* ТЕКСТОВЫЙ БЛОК:

• • • • • • •

[900]. Заимодатели немедленно начнут отзывать кредиты. Взывать о помиловании теперь стало неизмеримо труднее. Они должны были не просто изменить позицию Казначейства, но убедить его публично объявить об этом.
Джон Макфарлейн, казначей Salomon, рассказал совету директоров о том, что означают для компании действия Казначейства[901]. Банки уже начали уведомлять Salomon о том, что они отзывают коммерческие бумаги компании. Solly кренилась к тому, что могло стать величайшим финансовым крахом в истории. Если правительство отзовет поддержку у Salomon, и фирма лишится финансирования, ей придется ликвидировать активы по ценам горячей распродажи. Пострадают мировые рынки, поскольку некоторые кредиторы и контрагенты Salomon, которые сами не получали выплат, также начали терпеть крах. Катастрофа выглядела настолько масштабной, что Баффетт опасался того, что даже регулирующие органы могут пожалеть о своей бескомпромиссной позиции.
«Мы собирались найти на Манхэттене судью, явиться к нему в два часа дня, когда он, возможно, смотрит бейсбол и ест попкорн, и сказать: “Вот ключи. Теперь ты управляешь этим местом. Кстати, что тебе известно о японском праве? В Японии мы должны десять или двенадцать миллиардов долларов. В Европе мы тоже должны десять или двенадцать миллиардов. Лондон откроется в два часа ночи. С этого самого момента ты тут хозяин», – вспоминает Баффетт.

• • • • • • •

* ВХОДНЫЕ СТРОКИ:
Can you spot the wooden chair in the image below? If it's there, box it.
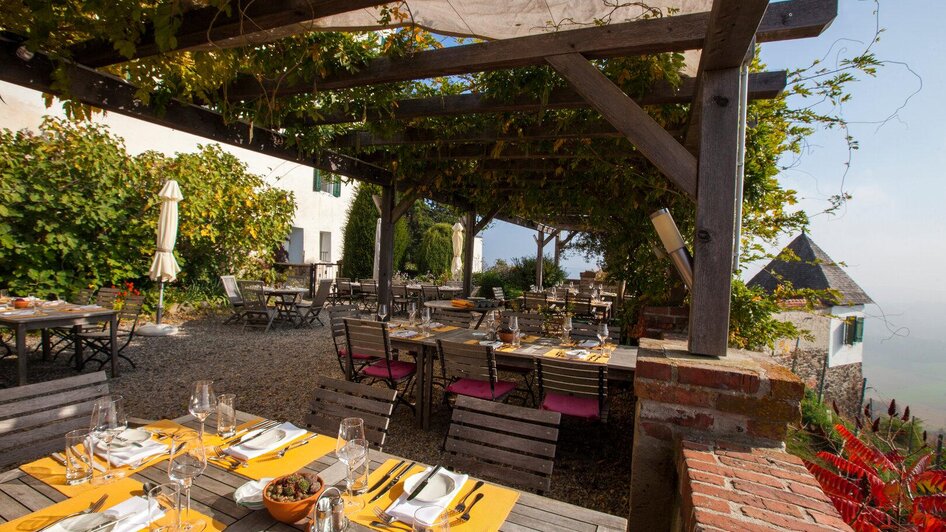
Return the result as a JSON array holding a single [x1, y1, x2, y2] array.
[[237, 281, 276, 333], [296, 279, 332, 327], [344, 318, 417, 410], [79, 295, 145, 369], [535, 357, 608, 422], [0, 371, 109, 470], [444, 396, 561, 494], [220, 275, 243, 323], [437, 340, 516, 401], [305, 375, 397, 451]]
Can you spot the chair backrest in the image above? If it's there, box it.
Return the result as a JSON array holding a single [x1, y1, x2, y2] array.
[[522, 292, 548, 310], [237, 280, 266, 310], [430, 308, 473, 329], [70, 288, 95, 305], [95, 287, 121, 308], [502, 312, 545, 336], [0, 371, 109, 469], [345, 318, 394, 380], [305, 375, 397, 451], [444, 396, 561, 493], [220, 275, 243, 305], [420, 284, 440, 301], [535, 357, 608, 420], [493, 286, 506, 301]]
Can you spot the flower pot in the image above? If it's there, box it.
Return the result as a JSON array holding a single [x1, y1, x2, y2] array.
[[263, 473, 325, 525]]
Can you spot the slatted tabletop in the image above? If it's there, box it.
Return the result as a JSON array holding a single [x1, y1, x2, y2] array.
[[0, 412, 627, 532]]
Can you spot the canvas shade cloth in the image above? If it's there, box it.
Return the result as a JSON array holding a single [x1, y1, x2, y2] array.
[[148, 179, 184, 282], [450, 222, 463, 278]]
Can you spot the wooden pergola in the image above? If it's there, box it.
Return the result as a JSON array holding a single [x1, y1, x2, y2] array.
[[0, 0, 837, 356]]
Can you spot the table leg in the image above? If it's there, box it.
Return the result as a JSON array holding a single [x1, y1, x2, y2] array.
[[108, 314, 118, 379], [16, 325, 28, 386]]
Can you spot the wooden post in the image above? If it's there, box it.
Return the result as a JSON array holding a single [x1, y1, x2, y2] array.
[[463, 211, 476, 297], [378, 185, 394, 315], [689, 67, 739, 356]]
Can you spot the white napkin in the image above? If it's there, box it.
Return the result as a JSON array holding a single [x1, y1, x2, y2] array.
[[387, 467, 470, 524], [224, 421, 306, 460], [95, 440, 170, 467], [103, 497, 157, 532]]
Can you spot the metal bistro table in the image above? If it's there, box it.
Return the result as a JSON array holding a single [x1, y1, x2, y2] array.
[[390, 329, 637, 429], [0, 412, 627, 532], [0, 304, 118, 386]]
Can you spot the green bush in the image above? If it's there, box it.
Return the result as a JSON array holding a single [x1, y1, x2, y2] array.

• • • • • • •

* НАБОР ЗАДАНИЙ:
[1] Во сколько, по словам Баффетта в отрывке о кризисе Salomon, откроется Лондон?
[2] Перепишите из листинга без изменений всё от строки, где есть «Can you spot the chair», и вниз до строки, где есть «[[148, 179, 184, 282], [450, 222, 463, 278]]», включая обе эти строки.

* ОТВЕТЫ:
[1] В два часа ночи.

[2]
Can you spot the chair backrest in the image above? If it's there, box it.
Return the result as a JSON array holding a single [x1, y1, x2, y2] array.
[[522, 292, 548, 310], [237, 280, 266, 310], [430, 308, 473, 329], [70, 288, 95, 305], [95, 287, 121, 308], [502, 312, 545, 336], [0, 371, 109, 469], [345, 318, 394, 380], [305, 375, 397, 451], [444, 396, 561, 493], [220, 275, 243, 305], [420, 284, 440, 301], [535, 357, 608, 420], [493, 286, 506, 301]]
Can you spot the flower pot in the image above? If it's there, box it.
Return the result as a JSON array holding a single [x1, y1, x2, y2] array.
[[263, 473, 325, 525]]
Can you spot the slatted tabletop in the image above? If it's there, box it.
Return the result as a JSON array holding a single [x1, y1, x2, y2] array.
[[0, 412, 627, 532]]
Can you spot the canvas shade cloth in the image above? If it's there, box it.
Return the result as a JSON array holding a single [x1, y1, x2, y2] array.
[[148, 179, 184, 282], [450, 222, 463, 278]]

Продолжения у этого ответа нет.